Although the S&P 500 is hitting a new all-time high today, there are certain sectors of the market that have been trending downward for weeks and remain under pressure. Biotechnology -- as seen in the biotech fund iShares Nasdaq Biotechnology (IBB) -- is probably the best current illustration of a group that is has been struggling.
Many of my biggest winners over the years have been in the biotechnology sector, so I have a bias in favor of the group, and am watching it carefully as it continues to sink. I'm convinced that some unusually good opportunities are developing but that the group may continue to languish for a while.
Many experienced traders think that bottom fishing is a suboptimal approach to trading. They want to stay focused on momentum and relative strength. The thinking is that if a stock is falling, then there is probably a good reason for the weakness.
Why fight the trend?
I have found bottom fishing to be a very effective trading style at times, because the market can be so inefficient at times. Good stocks are often mispriced for a variety of reasons that have nothing to do with their fundamentals of prospects.
By far, the easiest mistake to make is to average into a position, too big and too fast, and then to panic selling when it doesn't bounce back fairly soon. This is the mistake that causes more losses for traders than anything else.
When you bottom fish, the timing is much harder, and a primary problem is that risk management tends to go out the window when buying stocks at a low point, because the thinking is that they can't go any lower. When they do go lower than rather than admit a mistake, it is very easy to compound it by buying more.

_Instructions_
1: Answer these from the text on bottom fishing in biotech stocks:
(a) Which fund is given as an illustration of the struggling biotechnology group?
(b) What do many experienced traders want to stay focused on instead of bottom fishing?
(c) Which mistake does the text say causes more losses for traders than anything else?
2: From the text on bottom fishing in biotech stocks, quote the passage from "Many of my biggest" to "for the weakness.".

_Data supplied_
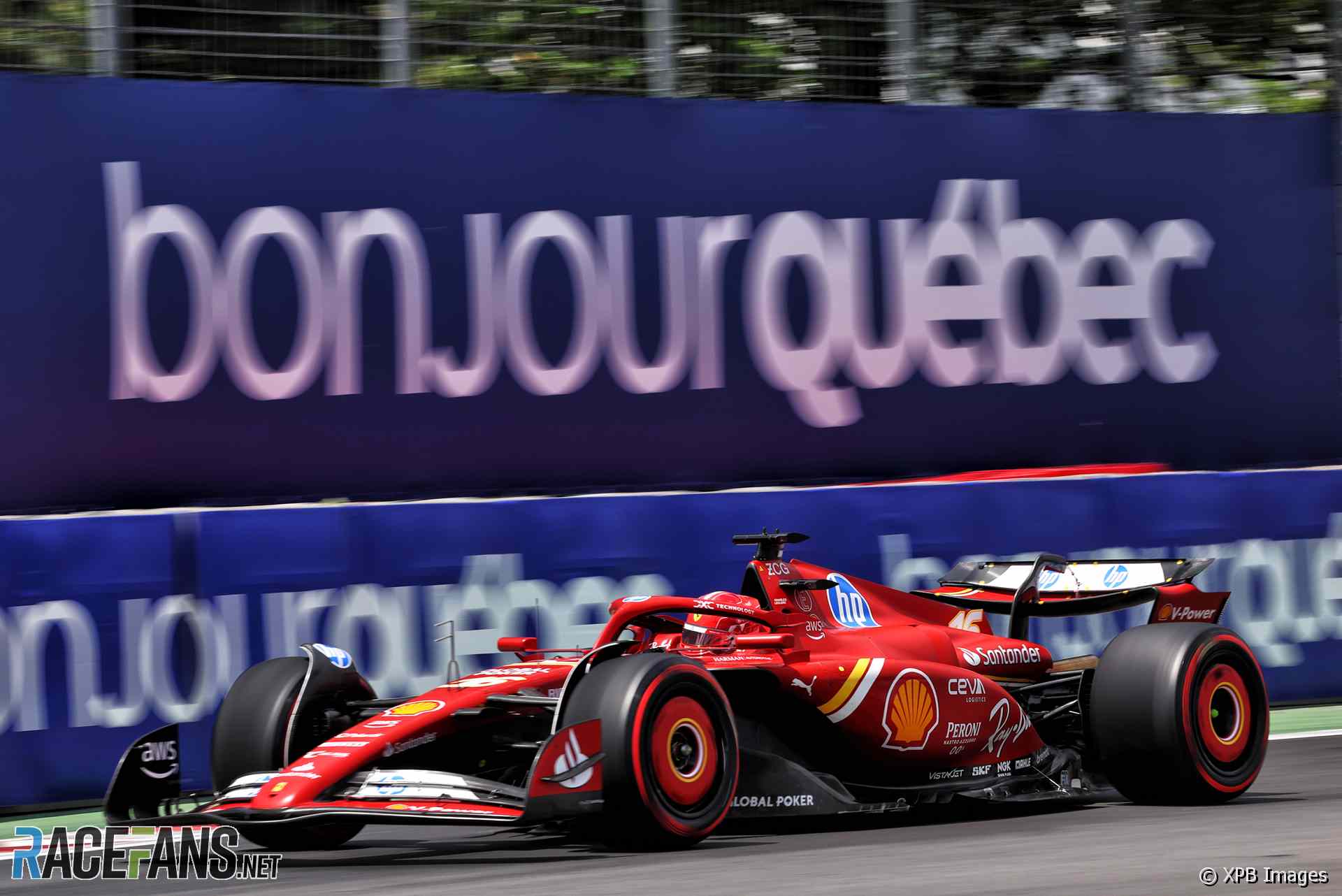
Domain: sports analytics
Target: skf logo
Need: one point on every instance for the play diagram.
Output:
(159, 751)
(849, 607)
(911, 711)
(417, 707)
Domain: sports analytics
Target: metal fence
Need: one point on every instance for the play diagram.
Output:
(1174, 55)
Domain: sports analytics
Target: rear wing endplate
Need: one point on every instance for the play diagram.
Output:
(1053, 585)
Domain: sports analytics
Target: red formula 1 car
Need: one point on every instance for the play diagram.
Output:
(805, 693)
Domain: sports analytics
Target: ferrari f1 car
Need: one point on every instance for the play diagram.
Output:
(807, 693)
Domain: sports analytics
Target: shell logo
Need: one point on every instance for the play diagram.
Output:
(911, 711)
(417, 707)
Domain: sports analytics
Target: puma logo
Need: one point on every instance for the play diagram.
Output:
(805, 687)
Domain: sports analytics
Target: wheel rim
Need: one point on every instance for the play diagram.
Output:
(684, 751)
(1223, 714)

_Solutions below_
1:
(a) iShares Nasdaq Biotechnology (IBB)
(b) Momentum and relative strength
(c) Averaging into a position too big and too fast, then panic selling when it doesn't bounce back fairly soon

2:
Many of my biggest winners over the years have been in the biotechnology sector, so I have a bias in favor of the group, and am watching it carefully as it continues to sink. I'm convinced that some unusually good opportunities are developing but that the group may continue to languish for a while.
Many experienced traders think that bottom fishing is a suboptimal approach to trading. They want to stay focused on momentum and relative strength. The thinking is that if a stock is falling, then there is probably a good reason for the weakness.